# [INFORMATION SHOWN]
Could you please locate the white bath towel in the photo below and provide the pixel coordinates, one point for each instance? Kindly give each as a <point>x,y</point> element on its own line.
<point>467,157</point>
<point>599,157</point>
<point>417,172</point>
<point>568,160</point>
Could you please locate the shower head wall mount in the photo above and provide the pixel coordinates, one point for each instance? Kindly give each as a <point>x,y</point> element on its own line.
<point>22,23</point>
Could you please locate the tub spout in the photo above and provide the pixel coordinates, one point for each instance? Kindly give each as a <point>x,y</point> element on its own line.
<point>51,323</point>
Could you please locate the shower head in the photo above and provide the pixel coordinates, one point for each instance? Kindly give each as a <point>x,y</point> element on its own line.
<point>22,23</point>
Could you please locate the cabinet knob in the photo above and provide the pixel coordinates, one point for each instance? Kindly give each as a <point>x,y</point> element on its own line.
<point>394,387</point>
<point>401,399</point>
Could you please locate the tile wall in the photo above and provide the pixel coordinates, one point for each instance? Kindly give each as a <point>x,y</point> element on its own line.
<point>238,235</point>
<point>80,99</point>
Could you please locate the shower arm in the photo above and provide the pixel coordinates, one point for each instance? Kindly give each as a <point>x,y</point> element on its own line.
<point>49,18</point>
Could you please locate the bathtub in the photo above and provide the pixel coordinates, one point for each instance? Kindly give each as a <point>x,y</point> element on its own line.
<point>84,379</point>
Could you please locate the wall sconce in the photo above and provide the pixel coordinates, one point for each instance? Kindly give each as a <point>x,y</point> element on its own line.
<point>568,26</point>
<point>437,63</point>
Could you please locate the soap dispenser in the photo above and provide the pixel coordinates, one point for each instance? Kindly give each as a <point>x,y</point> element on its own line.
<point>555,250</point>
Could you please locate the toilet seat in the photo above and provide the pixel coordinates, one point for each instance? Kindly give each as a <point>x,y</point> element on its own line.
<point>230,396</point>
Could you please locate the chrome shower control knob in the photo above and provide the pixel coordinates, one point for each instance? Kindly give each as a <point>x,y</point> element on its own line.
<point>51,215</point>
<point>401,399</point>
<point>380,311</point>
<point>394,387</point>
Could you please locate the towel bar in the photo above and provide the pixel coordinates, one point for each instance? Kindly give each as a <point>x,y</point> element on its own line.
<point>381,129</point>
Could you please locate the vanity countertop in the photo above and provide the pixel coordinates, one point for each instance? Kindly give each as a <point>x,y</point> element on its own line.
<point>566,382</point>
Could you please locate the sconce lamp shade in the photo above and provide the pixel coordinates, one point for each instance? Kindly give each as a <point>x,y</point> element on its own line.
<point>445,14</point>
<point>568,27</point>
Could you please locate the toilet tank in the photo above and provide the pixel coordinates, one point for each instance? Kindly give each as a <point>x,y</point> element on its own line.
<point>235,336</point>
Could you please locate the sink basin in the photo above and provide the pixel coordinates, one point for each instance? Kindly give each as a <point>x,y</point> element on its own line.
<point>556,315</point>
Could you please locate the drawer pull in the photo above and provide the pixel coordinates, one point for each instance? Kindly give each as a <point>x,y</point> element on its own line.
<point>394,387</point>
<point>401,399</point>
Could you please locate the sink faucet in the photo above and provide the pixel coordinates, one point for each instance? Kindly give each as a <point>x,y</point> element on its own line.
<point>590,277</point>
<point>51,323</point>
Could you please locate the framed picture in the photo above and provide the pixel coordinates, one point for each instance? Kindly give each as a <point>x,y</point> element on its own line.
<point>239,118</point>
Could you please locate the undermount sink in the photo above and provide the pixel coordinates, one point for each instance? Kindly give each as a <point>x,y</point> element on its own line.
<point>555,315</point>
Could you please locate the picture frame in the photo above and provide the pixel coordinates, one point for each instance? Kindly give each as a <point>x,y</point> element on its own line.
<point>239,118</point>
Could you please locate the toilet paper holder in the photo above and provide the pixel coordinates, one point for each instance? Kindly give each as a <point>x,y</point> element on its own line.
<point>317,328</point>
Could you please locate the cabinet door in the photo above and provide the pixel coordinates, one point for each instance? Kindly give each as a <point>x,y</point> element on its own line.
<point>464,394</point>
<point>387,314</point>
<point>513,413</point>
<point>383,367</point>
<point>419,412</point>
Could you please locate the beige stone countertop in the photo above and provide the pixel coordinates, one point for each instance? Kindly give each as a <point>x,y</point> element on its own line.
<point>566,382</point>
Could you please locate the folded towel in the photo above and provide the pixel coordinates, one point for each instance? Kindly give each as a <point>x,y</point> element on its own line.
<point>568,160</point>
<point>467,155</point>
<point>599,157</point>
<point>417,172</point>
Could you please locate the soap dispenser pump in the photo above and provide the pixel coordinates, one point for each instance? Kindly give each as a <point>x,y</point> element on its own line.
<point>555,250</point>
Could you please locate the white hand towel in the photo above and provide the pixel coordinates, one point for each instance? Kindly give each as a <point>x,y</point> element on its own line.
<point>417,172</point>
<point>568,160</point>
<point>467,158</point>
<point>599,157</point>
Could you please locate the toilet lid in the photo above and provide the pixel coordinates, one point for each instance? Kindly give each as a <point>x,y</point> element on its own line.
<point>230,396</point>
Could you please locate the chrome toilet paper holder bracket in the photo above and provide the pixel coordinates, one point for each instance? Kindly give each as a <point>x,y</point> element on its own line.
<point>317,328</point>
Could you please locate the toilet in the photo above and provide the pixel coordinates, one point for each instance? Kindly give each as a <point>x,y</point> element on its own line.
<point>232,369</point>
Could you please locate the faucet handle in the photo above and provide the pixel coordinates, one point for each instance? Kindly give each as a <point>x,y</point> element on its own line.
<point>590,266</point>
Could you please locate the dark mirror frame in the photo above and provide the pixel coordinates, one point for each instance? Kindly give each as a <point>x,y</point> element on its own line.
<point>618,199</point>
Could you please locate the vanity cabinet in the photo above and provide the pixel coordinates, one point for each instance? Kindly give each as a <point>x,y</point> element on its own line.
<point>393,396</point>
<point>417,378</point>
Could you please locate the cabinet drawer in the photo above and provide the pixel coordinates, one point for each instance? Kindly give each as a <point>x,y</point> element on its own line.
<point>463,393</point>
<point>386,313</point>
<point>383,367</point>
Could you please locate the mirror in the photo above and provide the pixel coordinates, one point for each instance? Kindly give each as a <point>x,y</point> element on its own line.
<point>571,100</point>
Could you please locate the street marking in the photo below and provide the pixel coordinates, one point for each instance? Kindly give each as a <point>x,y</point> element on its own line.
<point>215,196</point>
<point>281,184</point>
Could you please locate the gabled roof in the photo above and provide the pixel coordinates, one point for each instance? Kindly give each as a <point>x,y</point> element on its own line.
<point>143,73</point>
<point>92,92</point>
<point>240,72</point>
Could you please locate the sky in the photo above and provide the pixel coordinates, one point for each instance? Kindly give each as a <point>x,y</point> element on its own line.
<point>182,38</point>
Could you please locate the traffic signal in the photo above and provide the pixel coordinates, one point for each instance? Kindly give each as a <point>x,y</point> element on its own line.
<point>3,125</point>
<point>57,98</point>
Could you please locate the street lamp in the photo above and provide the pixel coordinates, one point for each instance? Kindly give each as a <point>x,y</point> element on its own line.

# [BRIEF]
Copy out the rows from the line with "Could you please locate the toilet tank" to the line with "<point>235,336</point>", word for word.

# [CORRECT RESPONSE]
Could you please locate the toilet tank in the photo above and provide the pixel coordinates, one point for each instance? Kindly give each as a <point>x,y</point> element on its own line.
<point>235,336</point>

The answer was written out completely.